> [Dataset]:
• • • •

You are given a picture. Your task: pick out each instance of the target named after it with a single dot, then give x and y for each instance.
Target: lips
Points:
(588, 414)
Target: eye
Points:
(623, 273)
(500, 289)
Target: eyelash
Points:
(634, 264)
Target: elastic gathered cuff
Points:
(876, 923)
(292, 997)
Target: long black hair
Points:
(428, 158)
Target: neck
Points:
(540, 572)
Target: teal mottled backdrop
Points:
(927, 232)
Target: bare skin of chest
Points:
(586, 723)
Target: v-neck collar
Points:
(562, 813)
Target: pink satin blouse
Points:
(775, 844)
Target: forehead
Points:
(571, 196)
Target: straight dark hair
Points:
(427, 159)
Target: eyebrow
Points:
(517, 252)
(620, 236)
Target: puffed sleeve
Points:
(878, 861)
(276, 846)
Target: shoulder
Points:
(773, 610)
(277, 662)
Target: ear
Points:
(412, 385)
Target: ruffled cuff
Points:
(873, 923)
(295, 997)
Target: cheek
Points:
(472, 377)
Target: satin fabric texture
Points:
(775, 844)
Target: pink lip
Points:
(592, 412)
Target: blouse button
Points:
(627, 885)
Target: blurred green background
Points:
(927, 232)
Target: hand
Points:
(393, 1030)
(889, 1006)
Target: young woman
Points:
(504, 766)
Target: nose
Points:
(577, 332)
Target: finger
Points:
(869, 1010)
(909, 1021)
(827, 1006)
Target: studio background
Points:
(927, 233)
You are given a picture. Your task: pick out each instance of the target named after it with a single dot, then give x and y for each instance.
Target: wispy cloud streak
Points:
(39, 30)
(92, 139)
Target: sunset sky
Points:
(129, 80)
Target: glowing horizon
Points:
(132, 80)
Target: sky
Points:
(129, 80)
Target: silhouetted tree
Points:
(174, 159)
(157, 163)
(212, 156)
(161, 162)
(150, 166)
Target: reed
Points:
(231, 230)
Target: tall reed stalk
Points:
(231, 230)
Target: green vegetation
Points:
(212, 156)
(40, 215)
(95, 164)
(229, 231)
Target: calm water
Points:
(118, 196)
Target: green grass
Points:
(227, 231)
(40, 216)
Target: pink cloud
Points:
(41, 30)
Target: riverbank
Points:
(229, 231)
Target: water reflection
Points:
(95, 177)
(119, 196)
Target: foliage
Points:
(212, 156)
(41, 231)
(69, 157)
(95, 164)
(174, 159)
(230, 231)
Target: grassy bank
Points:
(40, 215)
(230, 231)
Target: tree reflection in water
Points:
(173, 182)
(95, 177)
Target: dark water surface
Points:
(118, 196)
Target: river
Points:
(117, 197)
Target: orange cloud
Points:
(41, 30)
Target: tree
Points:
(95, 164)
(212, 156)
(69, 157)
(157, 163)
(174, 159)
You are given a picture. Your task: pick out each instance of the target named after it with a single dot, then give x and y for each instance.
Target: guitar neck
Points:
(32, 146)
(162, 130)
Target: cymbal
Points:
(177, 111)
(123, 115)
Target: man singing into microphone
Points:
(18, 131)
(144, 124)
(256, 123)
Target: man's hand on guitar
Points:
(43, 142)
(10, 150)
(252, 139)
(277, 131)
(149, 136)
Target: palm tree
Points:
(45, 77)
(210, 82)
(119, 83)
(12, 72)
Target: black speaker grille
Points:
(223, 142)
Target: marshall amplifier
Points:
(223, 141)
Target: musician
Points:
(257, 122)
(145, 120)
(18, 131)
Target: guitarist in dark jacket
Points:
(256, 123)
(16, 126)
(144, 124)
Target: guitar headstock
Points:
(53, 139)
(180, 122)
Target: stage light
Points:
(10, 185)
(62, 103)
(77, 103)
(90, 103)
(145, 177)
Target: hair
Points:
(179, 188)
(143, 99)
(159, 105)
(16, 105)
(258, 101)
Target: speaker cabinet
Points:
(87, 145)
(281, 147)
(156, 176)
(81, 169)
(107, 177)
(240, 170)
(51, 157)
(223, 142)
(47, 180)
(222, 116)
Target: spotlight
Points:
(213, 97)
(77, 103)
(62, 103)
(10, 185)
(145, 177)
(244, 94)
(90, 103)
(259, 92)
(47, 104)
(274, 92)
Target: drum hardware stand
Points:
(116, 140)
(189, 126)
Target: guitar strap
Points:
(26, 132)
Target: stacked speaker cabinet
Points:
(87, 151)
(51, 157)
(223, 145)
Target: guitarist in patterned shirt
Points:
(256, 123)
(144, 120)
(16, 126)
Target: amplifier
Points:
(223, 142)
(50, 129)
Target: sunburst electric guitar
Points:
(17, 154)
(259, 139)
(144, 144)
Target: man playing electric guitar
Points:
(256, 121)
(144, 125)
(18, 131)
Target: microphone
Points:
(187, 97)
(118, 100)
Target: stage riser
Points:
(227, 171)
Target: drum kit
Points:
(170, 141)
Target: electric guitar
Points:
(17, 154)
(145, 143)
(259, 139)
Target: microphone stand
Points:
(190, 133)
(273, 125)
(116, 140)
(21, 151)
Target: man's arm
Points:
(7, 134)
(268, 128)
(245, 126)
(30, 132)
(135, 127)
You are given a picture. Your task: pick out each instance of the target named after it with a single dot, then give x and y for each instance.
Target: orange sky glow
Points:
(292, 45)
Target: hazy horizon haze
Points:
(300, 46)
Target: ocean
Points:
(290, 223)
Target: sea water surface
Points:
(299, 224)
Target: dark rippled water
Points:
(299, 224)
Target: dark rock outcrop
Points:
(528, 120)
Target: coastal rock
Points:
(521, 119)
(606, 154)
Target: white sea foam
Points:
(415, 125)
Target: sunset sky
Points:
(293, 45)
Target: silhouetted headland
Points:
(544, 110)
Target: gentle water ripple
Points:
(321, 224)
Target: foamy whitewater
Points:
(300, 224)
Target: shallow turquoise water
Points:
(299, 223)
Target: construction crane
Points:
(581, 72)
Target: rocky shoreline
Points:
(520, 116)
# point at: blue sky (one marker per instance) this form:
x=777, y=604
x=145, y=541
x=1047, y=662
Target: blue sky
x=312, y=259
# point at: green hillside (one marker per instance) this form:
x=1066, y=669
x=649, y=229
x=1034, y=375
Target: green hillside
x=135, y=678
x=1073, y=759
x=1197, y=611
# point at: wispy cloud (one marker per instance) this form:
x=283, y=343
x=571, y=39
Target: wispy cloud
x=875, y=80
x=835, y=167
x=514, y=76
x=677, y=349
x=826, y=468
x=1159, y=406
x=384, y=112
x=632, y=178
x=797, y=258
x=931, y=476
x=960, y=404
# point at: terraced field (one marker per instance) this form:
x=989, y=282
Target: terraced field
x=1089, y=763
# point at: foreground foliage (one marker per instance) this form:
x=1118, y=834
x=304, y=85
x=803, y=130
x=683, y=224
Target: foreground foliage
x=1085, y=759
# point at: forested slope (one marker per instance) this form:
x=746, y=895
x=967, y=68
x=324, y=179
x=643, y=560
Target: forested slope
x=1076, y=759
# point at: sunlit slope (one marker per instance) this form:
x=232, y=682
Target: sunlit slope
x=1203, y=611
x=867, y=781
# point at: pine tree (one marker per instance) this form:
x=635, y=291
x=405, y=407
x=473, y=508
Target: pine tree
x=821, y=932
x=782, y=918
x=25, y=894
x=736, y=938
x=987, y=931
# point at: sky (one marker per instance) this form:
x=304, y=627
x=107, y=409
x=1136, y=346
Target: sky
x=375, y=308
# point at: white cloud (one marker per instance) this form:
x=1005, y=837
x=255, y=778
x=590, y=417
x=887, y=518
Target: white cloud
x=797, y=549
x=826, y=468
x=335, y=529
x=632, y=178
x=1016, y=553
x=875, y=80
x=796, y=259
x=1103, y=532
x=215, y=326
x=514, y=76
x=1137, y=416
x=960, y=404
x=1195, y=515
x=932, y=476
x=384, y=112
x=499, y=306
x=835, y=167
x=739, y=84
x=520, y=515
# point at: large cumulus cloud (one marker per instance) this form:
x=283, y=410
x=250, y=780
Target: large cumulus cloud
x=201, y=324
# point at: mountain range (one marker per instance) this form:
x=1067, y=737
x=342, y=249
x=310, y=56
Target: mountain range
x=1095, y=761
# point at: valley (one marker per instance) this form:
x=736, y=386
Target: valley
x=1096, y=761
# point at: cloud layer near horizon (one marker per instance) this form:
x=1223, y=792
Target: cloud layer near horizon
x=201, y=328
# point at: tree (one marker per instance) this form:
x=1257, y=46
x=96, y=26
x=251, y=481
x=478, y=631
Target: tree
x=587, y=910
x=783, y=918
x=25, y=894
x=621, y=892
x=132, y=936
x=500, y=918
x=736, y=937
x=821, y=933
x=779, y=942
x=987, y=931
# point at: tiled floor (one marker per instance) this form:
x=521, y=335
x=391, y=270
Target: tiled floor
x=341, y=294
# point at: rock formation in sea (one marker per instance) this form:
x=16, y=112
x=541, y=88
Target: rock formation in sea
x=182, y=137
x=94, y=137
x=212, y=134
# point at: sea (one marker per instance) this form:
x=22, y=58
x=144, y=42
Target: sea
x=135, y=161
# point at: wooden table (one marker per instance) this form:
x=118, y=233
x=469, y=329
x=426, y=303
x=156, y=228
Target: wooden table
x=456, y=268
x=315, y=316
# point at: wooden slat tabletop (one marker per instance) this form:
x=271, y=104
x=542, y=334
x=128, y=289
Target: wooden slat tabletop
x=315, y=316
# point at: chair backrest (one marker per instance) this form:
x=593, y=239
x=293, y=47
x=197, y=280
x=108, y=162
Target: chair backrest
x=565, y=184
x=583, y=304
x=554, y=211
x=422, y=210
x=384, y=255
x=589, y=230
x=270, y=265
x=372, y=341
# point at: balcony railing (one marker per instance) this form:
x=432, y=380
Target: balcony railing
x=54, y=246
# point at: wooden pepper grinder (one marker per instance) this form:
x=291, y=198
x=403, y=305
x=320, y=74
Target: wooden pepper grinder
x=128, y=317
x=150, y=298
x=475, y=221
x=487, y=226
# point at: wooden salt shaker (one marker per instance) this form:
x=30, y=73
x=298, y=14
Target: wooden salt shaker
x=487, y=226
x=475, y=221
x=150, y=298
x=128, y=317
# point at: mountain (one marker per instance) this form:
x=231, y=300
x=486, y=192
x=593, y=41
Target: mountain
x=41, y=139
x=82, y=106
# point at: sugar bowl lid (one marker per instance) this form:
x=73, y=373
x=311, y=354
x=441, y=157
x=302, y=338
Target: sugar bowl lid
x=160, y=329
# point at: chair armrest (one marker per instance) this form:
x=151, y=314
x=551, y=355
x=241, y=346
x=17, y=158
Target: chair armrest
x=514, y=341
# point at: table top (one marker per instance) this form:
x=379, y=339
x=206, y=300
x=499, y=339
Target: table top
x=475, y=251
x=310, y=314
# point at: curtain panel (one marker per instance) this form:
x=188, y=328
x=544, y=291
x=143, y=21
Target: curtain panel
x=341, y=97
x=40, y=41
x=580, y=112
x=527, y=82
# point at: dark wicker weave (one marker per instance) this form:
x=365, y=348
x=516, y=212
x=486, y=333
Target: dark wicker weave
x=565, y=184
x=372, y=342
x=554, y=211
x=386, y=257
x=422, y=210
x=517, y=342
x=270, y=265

• • • •

Retype, exactly as written, everything from the first line of the data above through the line containing "Target: puffed sleeve". Nothing else should appear.

> [Solution to the exercise]:
You are given a picture. Your task: pick out each instance of the target named after it with a single dot, then give x and y for each instance.
Target: lips
Points:
(588, 414)
Target: eye
Points:
(623, 273)
(500, 289)
Target: eyelash
Points:
(634, 264)
Target: elastic gathered cuff
Points:
(876, 923)
(292, 997)
Target: long black hair
Points:
(428, 158)
Target: neck
Points:
(540, 572)
Target: teal mottled backdrop
Points:
(927, 232)
Target: bare skin of chest
Points:
(586, 723)
Target: v-neck collar
Points:
(562, 813)
Target: pink satin blouse
Points:
(775, 844)
Target: forehead
Points:
(571, 196)
Target: straight dark hair
Points:
(427, 159)
Target: eyebrow
Points:
(517, 252)
(620, 236)
Target: puffed sleeve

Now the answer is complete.